- What is needed
Please return each line of the listing exactly as given.

- Data provided
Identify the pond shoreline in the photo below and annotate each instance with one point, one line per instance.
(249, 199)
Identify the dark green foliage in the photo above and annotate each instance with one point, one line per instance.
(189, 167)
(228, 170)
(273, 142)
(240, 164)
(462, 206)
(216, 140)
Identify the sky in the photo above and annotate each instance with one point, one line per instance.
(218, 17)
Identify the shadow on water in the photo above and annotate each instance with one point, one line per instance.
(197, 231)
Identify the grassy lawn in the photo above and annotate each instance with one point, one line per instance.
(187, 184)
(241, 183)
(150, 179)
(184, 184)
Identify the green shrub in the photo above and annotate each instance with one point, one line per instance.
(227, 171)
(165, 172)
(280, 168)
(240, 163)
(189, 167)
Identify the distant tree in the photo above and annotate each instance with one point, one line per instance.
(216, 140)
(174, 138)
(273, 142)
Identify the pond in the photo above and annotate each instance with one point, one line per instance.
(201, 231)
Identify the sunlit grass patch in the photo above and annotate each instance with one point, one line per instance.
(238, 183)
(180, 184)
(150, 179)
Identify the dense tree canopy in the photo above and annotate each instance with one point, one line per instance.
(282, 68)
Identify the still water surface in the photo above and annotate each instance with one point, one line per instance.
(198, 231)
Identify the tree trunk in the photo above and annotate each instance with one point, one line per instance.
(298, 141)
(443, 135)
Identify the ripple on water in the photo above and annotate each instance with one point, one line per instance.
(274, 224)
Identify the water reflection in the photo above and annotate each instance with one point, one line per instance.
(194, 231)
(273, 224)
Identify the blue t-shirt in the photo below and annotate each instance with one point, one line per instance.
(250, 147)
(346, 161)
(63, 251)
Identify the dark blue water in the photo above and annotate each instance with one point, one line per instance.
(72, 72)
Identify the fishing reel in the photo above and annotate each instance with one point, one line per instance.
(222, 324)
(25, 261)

- Answer space
Identify the pond shoreline in the photo below and annotate each instance with one point, one line per instance.
(249, 199)
Identify the dark green foliage in the photo above and annotate each instance with one point, one line per instance.
(189, 167)
(228, 170)
(273, 142)
(240, 164)
(462, 206)
(216, 140)
Identify the sky in the photo above and annotate each instance with one point, one line per instance.
(218, 17)
Identify the shadow on water in the photo above and annotate each instance with one point, one line per instance.
(197, 231)
Identify the grassy lawn in the photo above and annotate each instance with one point, one line per instance.
(187, 184)
(241, 183)
(150, 179)
(184, 184)
Identify the green shrub in the photo above and annotate each instance with one point, one line per instance.
(227, 171)
(165, 172)
(280, 168)
(240, 163)
(189, 167)
Identify the distant tree in the photo above and annotate each instance with one point, one line per instance.
(216, 140)
(174, 138)
(273, 142)
Identify the pond in the photo above and annotate each instance with one point, one line per instance.
(201, 231)
Identify the sunlit grass patch in the photo above and annotate each instance with one point, one line per instance.
(238, 183)
(180, 184)
(150, 179)
Identify the dense tree canopy in the photo above and annotate each instance with one point, one line per instance.
(282, 68)
Identify the still water surface in the photo above and annotate each instance with one point, one line per instance.
(198, 231)
Identify the tree trunk in the photo above and annotate each instance with one point, one line per instance.
(298, 141)
(443, 135)
Identify the ripple on water in the photo above and annotate each instance with one point, one line per instance.
(274, 224)
Identify the water reflection in the photo above and annotate each instance with one point, one line per instance.
(194, 231)
(273, 224)
Identify the blue t-shirt in the photo below and annotate each instance with one point, one line per instance.
(250, 147)
(346, 161)
(63, 251)
Identify the dark blue water in the photo above and annotate each instance with one point, one line per instance.
(72, 72)
Identify the fishing reel in the photo above and annotate each instance with one point, one line per instance.
(222, 324)
(25, 261)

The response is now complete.